#### Excerpt to read
------------------------------------------------------------
Generator Components Section 1

ACES Introduction to Generator Components

This section will provide an overview of functionality of components encountered throughout the steam generator. The information presented in this section is a general compilation of possible components on a steam generator. The appearance of many components depends on the style and setup of the generator.

Air Compressor

Includes: Instrument Air Pressure Switch

The air compressor supplies pressurized air for all pneumatic controls and instrumentation on the generator. The air compressor may be located on the generator skid or at a separate location in which case pressurized air piping will be installed and run to each component. In most cases the air compressor is located near the operator platform around the feedwater pump and motor. However, ACES generators locate the compressor underneath the convection section in order to free up space around the operator platform.

The air compressor is made up of two parts; the motor and the cylinder. The motor electrically drives the attached sheave (slotted wheel that the drive belts sit in) which rotates the larger cylinder sheave. This drives the pistons inside the cylinder in and out creating a vacuum. As each piston retracts, the voided space gets filled with air from around the compressor, which is brought in through the inlet valve. When the piston extends, that same air is compressed and given enough strength to push through the discharge valve while simultaneously holding the inlet valve shut. From there the air enters a storage tank which increases in pressure as the tank fills. Each compressor will have a setpoint pressure. Once the tank pressure reaches the setpoint, the compressor turns off. As air is used by instruments, the pressure will decrease and the compressor will turn on to maintain the tank setpoint pressure. Downstream of the air compressor will be the instrument air pressure switch. This switch will be on the piping before air is split off into the inlet lines for pneumatic devices and ensures there is adequate pressure for these devices to function properly.

Air Compressors

Atomization; Air and Steam

Includes:

Air Atomization Check Valve (1)
Air Atomization Pressure Regulator (2)
Air Atomization Control Valve (3)
Air Atomization Pressure Transmitter (4)
Atomization Pressure Switch (Optional)
Steam Atomization Check Valve (5)
Steam Atomization Pressure Regulator (6)
Steam Atomization Control Valve (7)
Atomization Pressure Transmitter (8)
Steam Atomization High Stage Pressure Control Valve (Optional)
Steam Atomization High Stage Pressure Transmitter (Optional)
Steam Atomization Knockout Drum (9)
Steam Atomization Knockout Drum Pressure Safety Valve (10)
------------------------------------------------------------
#### Record extracts
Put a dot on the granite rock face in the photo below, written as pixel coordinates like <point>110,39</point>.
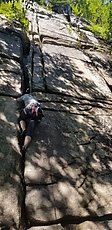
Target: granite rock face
<point>65,177</point>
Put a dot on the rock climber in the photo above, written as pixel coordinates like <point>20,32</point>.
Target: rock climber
<point>30,114</point>
<point>66,11</point>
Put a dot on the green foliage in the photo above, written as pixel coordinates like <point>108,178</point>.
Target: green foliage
<point>14,11</point>
<point>98,13</point>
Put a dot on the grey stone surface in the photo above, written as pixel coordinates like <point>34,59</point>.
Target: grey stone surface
<point>39,201</point>
<point>67,167</point>
<point>10,168</point>
<point>54,29</point>
<point>10,45</point>
<point>70,73</point>
<point>38,79</point>
<point>10,83</point>
<point>52,227</point>
<point>78,149</point>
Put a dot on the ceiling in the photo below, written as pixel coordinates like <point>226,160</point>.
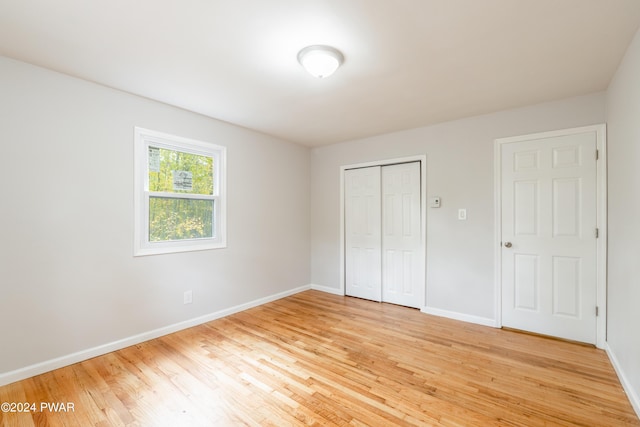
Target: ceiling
<point>408,63</point>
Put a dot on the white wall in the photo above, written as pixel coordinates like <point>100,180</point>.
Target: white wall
<point>623,117</point>
<point>68,279</point>
<point>460,261</point>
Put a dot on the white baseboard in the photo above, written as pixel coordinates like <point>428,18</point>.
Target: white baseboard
<point>327,289</point>
<point>50,365</point>
<point>460,316</point>
<point>633,396</point>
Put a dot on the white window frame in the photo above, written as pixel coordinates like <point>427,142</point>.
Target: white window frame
<point>142,140</point>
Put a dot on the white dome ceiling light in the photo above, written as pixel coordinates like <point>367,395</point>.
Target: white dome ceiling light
<point>319,60</point>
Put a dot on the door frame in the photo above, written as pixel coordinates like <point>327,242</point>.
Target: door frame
<point>422,159</point>
<point>601,220</point>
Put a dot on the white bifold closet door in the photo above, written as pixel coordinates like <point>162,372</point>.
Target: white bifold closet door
<point>384,258</point>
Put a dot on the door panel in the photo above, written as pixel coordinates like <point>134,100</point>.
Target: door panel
<point>363,277</point>
<point>549,217</point>
<point>403,271</point>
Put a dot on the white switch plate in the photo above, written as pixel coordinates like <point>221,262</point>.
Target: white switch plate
<point>188,297</point>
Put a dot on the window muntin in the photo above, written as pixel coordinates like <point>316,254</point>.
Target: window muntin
<point>180,194</point>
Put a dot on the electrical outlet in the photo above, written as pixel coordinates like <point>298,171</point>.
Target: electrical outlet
<point>188,297</point>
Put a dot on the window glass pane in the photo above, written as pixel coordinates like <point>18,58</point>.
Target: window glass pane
<point>179,219</point>
<point>175,171</point>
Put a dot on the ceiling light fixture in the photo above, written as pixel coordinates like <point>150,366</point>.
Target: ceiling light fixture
<point>319,60</point>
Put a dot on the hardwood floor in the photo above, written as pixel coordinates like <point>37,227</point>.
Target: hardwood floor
<point>323,360</point>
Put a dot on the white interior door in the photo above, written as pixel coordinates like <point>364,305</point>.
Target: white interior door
<point>549,236</point>
<point>402,266</point>
<point>384,256</point>
<point>363,275</point>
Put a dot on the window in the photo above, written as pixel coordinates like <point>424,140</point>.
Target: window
<point>180,194</point>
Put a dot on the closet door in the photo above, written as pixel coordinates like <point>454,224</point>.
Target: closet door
<point>402,254</point>
<point>384,251</point>
<point>363,275</point>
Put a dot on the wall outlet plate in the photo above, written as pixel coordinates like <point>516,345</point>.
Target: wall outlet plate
<point>188,297</point>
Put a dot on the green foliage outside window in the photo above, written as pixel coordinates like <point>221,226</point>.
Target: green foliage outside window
<point>178,172</point>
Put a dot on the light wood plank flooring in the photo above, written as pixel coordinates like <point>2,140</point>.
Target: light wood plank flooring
<point>323,360</point>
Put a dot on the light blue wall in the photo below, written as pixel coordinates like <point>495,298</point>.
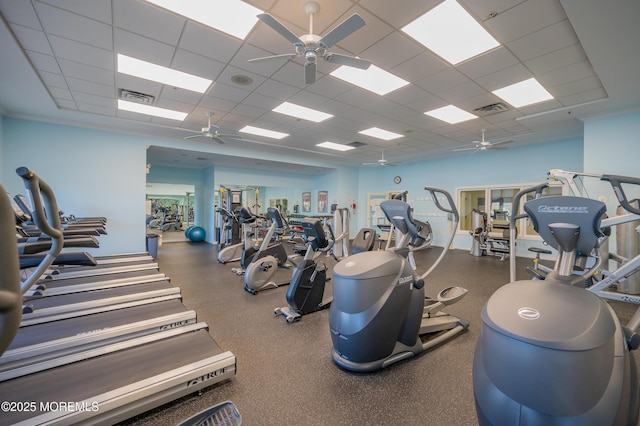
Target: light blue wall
<point>202,181</point>
<point>612,146</point>
<point>1,146</point>
<point>102,173</point>
<point>93,173</point>
<point>518,165</point>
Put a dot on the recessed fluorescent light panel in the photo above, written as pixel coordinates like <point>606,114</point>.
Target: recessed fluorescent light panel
<point>151,110</point>
<point>451,114</point>
<point>451,32</point>
<point>335,146</point>
<point>263,132</point>
<point>302,112</point>
<point>160,74</point>
<point>233,17</point>
<point>373,79</point>
<point>525,93</point>
<point>381,134</point>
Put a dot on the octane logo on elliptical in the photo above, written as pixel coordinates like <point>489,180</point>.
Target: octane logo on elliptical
<point>563,209</point>
<point>528,313</point>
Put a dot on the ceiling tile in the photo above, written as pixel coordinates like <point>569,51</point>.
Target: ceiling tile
<point>143,19</point>
<point>32,39</point>
<point>53,79</point>
<point>389,11</point>
<point>75,27</point>
<point>488,63</point>
<point>208,42</point>
<point>556,59</point>
<point>21,13</point>
<point>419,67</point>
<point>504,77</point>
<point>96,109</point>
<point>84,86</point>
<point>523,18</point>
<point>392,51</point>
<point>99,10</point>
<point>44,62</point>
<point>442,80</point>
<point>374,30</point>
<point>82,71</point>
<point>197,65</point>
<point>143,48</point>
<point>543,41</point>
<point>81,52</point>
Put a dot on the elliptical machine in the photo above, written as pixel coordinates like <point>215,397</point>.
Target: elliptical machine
<point>307,292</point>
<point>379,314</point>
<point>235,251</point>
<point>551,352</point>
<point>260,272</point>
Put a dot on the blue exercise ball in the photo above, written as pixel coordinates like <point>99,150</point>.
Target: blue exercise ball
<point>197,234</point>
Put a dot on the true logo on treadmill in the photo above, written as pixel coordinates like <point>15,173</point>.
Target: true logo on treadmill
<point>209,376</point>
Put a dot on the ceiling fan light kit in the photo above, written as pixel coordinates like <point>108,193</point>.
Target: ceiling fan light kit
<point>483,144</point>
<point>312,46</point>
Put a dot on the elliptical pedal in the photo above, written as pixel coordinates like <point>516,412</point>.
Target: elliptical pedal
<point>451,295</point>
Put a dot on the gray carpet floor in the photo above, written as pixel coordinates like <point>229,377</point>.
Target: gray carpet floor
<point>285,374</point>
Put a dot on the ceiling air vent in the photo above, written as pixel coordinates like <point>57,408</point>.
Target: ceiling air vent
<point>356,144</point>
<point>491,109</point>
<point>141,98</point>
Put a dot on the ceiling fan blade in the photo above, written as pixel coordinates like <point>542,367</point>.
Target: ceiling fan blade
<point>231,136</point>
<point>309,73</point>
<point>280,29</point>
<point>500,142</point>
<point>351,61</point>
<point>351,24</point>
<point>274,57</point>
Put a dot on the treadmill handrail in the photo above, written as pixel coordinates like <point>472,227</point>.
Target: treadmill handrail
<point>45,211</point>
<point>10,294</point>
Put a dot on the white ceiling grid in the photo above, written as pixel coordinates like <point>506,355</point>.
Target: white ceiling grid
<point>72,45</point>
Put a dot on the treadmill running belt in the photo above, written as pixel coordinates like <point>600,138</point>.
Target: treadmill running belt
<point>88,379</point>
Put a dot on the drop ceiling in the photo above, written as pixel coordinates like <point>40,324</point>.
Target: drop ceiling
<point>59,65</point>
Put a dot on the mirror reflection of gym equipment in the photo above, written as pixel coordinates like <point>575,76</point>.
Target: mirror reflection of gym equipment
<point>169,210</point>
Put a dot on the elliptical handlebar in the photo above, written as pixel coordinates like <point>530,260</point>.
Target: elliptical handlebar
<point>616,182</point>
<point>45,215</point>
<point>10,294</point>
<point>515,206</point>
<point>452,207</point>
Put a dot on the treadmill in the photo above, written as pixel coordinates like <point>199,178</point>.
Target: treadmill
<point>114,382</point>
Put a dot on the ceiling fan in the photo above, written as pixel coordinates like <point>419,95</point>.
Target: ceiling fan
<point>483,145</point>
<point>213,132</point>
<point>311,46</point>
<point>382,162</point>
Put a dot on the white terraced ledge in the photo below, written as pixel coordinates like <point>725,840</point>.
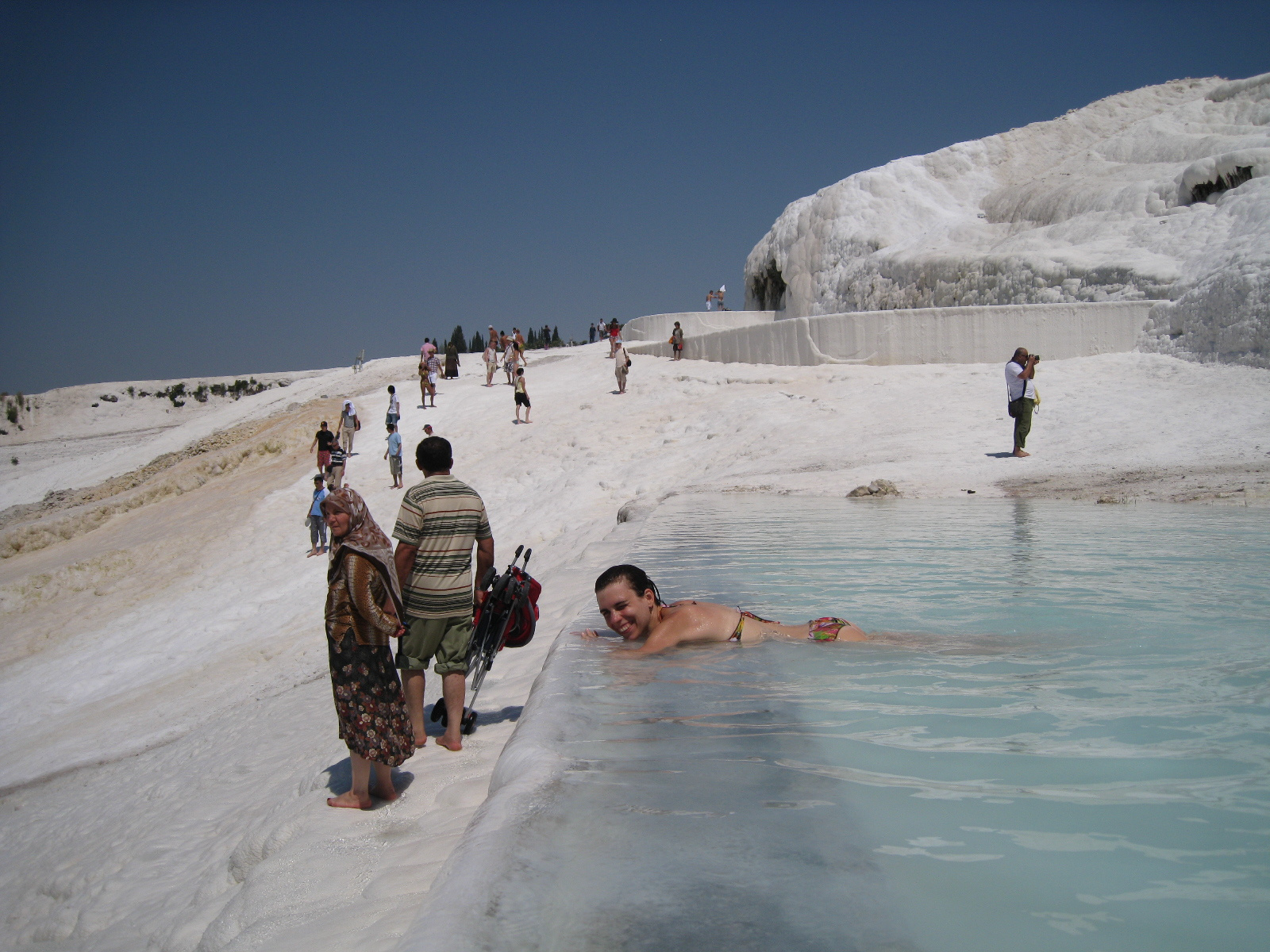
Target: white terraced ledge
<point>982,334</point>
<point>658,327</point>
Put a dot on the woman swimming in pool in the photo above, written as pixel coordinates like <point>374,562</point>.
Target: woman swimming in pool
<point>633,607</point>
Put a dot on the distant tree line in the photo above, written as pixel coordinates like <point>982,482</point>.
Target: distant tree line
<point>537,340</point>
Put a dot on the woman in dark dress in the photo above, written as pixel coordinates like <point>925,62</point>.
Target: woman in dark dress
<point>364,607</point>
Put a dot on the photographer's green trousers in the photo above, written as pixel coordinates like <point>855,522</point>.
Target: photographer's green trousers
<point>1022,409</point>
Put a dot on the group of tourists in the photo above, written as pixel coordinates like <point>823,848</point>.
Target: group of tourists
<point>419,593</point>
<point>506,351</point>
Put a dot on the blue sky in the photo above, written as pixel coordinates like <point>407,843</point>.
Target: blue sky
<point>216,188</point>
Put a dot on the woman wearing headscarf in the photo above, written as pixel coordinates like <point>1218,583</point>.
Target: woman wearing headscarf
<point>364,607</point>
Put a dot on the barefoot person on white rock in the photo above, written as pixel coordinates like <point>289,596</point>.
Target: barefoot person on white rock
<point>633,607</point>
<point>364,611</point>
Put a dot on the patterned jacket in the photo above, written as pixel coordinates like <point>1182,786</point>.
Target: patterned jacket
<point>355,600</point>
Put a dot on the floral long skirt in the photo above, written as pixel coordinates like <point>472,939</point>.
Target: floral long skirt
<point>368,702</point>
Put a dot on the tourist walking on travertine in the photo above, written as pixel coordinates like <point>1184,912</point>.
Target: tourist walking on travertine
<point>510,359</point>
<point>433,366</point>
<point>394,456</point>
<point>364,612</point>
<point>324,440</point>
<point>622,365</point>
<point>347,427</point>
<point>522,395</point>
<point>440,520</point>
<point>336,471</point>
<point>1022,395</point>
<point>491,359</point>
<point>315,520</point>
<point>394,414</point>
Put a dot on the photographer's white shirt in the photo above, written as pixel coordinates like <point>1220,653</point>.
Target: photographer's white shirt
<point>1016,387</point>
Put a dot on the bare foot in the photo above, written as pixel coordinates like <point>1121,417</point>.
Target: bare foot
<point>349,800</point>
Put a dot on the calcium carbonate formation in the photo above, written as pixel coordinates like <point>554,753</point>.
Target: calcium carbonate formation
<point>1161,194</point>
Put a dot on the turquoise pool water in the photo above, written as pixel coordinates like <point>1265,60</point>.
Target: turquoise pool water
<point>1060,743</point>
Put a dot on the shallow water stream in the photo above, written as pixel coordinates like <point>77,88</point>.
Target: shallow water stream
<point>1060,742</point>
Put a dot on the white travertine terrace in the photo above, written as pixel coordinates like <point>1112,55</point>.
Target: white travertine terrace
<point>1160,194</point>
<point>982,334</point>
<point>658,327</point>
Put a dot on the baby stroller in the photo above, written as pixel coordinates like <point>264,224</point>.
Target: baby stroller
<point>506,619</point>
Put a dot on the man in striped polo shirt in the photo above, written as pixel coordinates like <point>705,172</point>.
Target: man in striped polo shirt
<point>438,522</point>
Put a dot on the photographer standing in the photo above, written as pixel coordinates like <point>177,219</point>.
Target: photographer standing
<point>1022,393</point>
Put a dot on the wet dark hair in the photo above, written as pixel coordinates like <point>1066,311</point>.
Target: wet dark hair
<point>435,455</point>
<point>633,575</point>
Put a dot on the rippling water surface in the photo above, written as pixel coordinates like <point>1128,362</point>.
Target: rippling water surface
<point>1060,743</point>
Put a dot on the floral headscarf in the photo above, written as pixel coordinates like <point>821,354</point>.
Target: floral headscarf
<point>365,537</point>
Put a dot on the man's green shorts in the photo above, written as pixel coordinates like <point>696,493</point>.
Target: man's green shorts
<point>444,639</point>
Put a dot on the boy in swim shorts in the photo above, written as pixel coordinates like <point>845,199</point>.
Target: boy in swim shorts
<point>633,607</point>
<point>522,395</point>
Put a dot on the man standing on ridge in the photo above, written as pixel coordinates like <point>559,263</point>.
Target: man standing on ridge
<point>438,522</point>
<point>677,340</point>
<point>347,427</point>
<point>324,440</point>
<point>1022,395</point>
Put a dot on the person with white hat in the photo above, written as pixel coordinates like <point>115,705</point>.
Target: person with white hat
<point>347,427</point>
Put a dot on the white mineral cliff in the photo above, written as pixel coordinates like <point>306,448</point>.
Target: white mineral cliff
<point>1160,194</point>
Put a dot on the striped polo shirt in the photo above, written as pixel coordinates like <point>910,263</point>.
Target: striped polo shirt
<point>444,518</point>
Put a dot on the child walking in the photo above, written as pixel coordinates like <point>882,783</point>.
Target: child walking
<point>522,395</point>
<point>394,456</point>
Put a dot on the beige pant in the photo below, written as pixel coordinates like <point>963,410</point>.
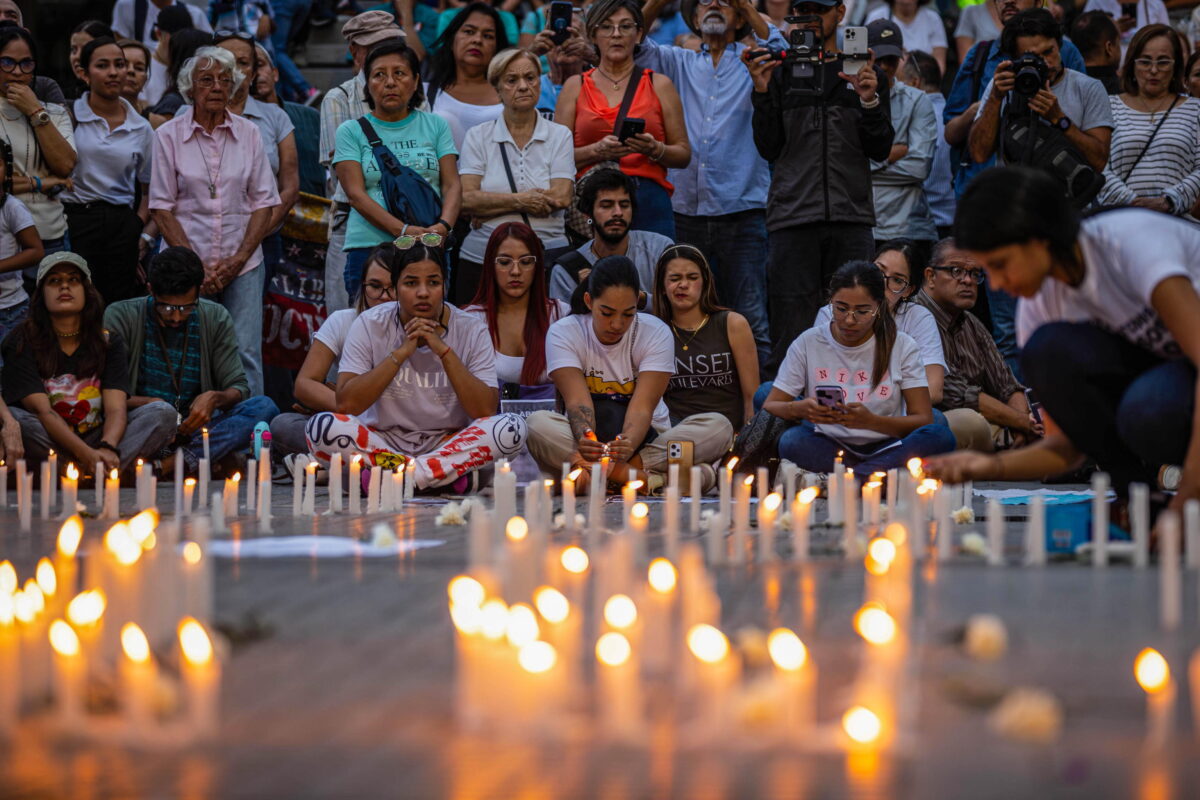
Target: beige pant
<point>551,441</point>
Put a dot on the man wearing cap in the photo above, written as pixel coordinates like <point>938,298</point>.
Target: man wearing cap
<point>342,103</point>
<point>900,206</point>
<point>822,134</point>
<point>137,18</point>
<point>720,196</point>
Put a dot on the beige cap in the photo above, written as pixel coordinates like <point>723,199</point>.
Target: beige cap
<point>371,28</point>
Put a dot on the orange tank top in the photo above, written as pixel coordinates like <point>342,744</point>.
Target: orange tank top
<point>594,119</point>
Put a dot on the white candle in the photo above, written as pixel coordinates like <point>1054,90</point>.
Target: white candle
<point>1101,519</point>
<point>355,505</point>
<point>335,483</point>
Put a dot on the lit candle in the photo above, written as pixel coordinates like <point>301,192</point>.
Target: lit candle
<point>1153,675</point>
<point>802,510</point>
<point>1099,519</point>
<point>70,491</point>
<point>355,483</point>
<point>202,678</point>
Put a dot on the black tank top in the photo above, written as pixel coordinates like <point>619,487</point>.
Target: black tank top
<point>706,378</point>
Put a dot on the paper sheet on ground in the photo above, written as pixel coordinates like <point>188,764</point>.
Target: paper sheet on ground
<point>312,547</point>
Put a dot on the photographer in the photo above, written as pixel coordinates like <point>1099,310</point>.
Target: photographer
<point>821,127</point>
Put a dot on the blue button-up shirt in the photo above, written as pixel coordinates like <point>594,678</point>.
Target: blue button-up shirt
<point>960,98</point>
<point>726,173</point>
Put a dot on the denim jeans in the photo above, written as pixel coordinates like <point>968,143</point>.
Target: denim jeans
<point>228,431</point>
<point>288,14</point>
<point>653,209</point>
<point>1121,404</point>
<point>244,301</point>
<point>816,452</point>
<point>736,248</point>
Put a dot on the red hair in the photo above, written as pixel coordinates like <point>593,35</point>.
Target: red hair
<point>540,305</point>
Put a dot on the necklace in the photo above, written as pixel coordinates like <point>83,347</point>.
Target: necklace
<point>694,332</point>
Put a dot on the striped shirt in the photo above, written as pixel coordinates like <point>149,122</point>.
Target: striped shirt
<point>1171,164</point>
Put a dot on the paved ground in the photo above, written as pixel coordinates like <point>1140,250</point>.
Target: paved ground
<point>349,692</point>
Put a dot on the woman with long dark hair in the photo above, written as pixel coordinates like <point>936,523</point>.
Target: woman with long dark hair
<point>417,382</point>
<point>513,301</point>
<point>66,378</point>
<point>717,364</point>
<point>859,382</point>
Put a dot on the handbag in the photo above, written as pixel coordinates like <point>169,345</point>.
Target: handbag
<point>407,196</point>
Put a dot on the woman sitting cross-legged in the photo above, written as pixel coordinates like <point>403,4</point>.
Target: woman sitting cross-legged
<point>418,380</point>
<point>611,365</point>
<point>863,384</point>
<point>66,378</point>
<point>313,390</point>
<point>513,302</point>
------------------------------------------------------------
#### Task instructions
a - Reproduce the portion of the generator components overview between "Steam Atomization Control" and "Safety Valve (10)", inclusive.
b - According to the generator components overview, where do ACES generators place the air compressor?
The entries were drawn from a separate source.

#### Exercise answers
a -
Steam Atomization Control Valve (7)
Atomization Pressure Transmitter (8)
Steam Atomization High Stage Pressure Control Valve (Optional)
Steam Atomization High Stage Pressure Transmitter (Optional)
Steam Atomization Knockout Drum (9)
Steam Atomization Knockout Drum Pressure Safety Valve (10)

b - Underneath the convection section.